(Source passage)

Book Review: 2 Treasure Boxes
Publisher: Dell; Reprint edition (Sep 29 2009), Mass Market Paperback: 448 pages , Language: English, ISBN-10: 9780440242406, ISBN-13: 978-0440242406, ASIN: 0440242401

How would you feel if when you woke up 3 years had passed? You did not look the same, you did not know your husband and you had a whole new life. What would you do if you did not like the new you? This is the story of Lexi Smart a young woman who at 25 was known as straggle tooth as she stumbled through life.  After a fall and a bump to her head she wakes up three years later a whole different person with perfect teeth and hair. This is her tale as she works on uncovering who she is and how she got there.

Madeleine Wickham is the author of this book written under the pen name of Sophie Kinsella.  She has written 10 books under this name, 6 of these books are Shopaholic books and the other 4 are stand alone novels centering around various characters. Please see my other Sophie Kinsella reviews at http://books-treasureortrash.com/?s=sophie+kinsella. All of these novels including Remember Me are considered chick lit. Most of her books can also fall under comedy as they are usually funny and amusing, although Remember Me does not really fit into the comedy genre as it is more serious. The story is told in the first person narrative with Lexi’s voice and thoughts as we follow her through her life.

(End Source passage)

> Task set:
**1.** According to the book review, what pen name does Madeleine Wickham write under?
**2.** Sum up the book review in two sentences.
**3.** Carry on the book review from its last sentence.
The data that comes next is from a different source than the book review.

(Given data)

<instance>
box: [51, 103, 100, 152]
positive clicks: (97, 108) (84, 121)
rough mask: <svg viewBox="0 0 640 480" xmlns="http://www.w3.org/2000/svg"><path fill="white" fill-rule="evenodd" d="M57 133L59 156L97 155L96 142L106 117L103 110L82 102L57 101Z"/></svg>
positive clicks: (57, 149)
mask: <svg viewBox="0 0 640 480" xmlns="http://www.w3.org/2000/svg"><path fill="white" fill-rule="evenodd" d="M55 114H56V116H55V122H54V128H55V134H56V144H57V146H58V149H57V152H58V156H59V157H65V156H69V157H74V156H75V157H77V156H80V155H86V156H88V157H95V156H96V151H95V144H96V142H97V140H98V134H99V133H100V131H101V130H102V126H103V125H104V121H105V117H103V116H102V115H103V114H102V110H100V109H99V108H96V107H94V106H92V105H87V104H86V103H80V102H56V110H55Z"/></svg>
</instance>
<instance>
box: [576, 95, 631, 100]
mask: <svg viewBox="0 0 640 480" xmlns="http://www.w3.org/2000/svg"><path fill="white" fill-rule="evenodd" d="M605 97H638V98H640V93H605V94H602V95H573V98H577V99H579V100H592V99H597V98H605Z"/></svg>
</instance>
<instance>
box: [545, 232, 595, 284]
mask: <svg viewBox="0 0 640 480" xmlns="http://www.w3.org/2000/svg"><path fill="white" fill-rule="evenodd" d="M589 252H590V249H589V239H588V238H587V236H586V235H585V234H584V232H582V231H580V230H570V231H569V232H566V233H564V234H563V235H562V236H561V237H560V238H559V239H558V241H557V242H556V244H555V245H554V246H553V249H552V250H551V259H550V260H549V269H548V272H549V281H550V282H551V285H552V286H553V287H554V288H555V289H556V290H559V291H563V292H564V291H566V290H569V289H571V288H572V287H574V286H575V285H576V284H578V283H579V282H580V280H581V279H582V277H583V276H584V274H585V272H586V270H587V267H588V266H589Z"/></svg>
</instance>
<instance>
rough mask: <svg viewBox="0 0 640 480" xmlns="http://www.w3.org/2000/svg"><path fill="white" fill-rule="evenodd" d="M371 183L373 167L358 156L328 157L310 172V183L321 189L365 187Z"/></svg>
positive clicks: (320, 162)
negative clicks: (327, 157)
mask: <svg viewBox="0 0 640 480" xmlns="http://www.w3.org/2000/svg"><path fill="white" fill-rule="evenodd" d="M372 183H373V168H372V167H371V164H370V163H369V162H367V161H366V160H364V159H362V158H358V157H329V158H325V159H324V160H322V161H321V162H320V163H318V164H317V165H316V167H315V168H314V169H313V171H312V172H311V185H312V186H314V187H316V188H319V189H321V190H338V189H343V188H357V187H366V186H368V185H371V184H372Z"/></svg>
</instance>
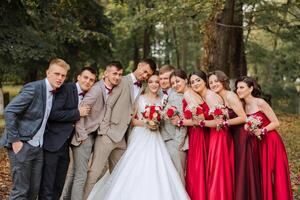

(End Given data)

> Results by task:
**1.** Sophie Kinsella.

**2.** The book review describes Remember Me, the story of Lexi Smart, a young woman who falls, bumps her head, and wakes up three years later as a different person with perfect teeth and hair, then works to uncover who she is and how she got there. The reviewer notes that Madeleine Wickham wrote it as Sophie Kinsella and calls it chick lit that is more serious than her usually funny books, told in the first person through Lexi's voice and thoughts.

**3.**
The story pulls us in from the first page when we are introduced to our main character Lexi Smart.  She is 25 years old and she is happy in her life although things could be better.  She has crooked teeth, a lousy boyfriend, her father just died and she missed the annual bonus because she was hired 2 weeks after the start of the bonus period. It is now 3 years later and a lot has happened to change Lexi’s life.  She has a gorgeous and successful husband, her teeth have been straightened and she is in the best shape of her life. The only problem is she has a specialized amnesia and can not remember anything that has happened over the last 3 years.

The characters are interesting and I really liked Lexi’s little sister, I thought some of her antics were intriguing. This book takes a good look at family dynamics. It shows how families can help mold us and drive us to do the things we do. I enjoyed following Lexi’s journey of personal discovery as she pieced together her life. Getting to know her husband, finding out he wasn’t as perfect as he first appeared, but then who is? Lexi also learns the price she had to pay to go from junior clerk to executive.  This is an enjoyable read, not really very deep but certainly fun. 

If you are looking for an entertaining story about a young woman’s journey in rediscovering her life then I recommend this book. If you are expecting lots of humour you will not find it in this book and although it is not really funny it is still light reading.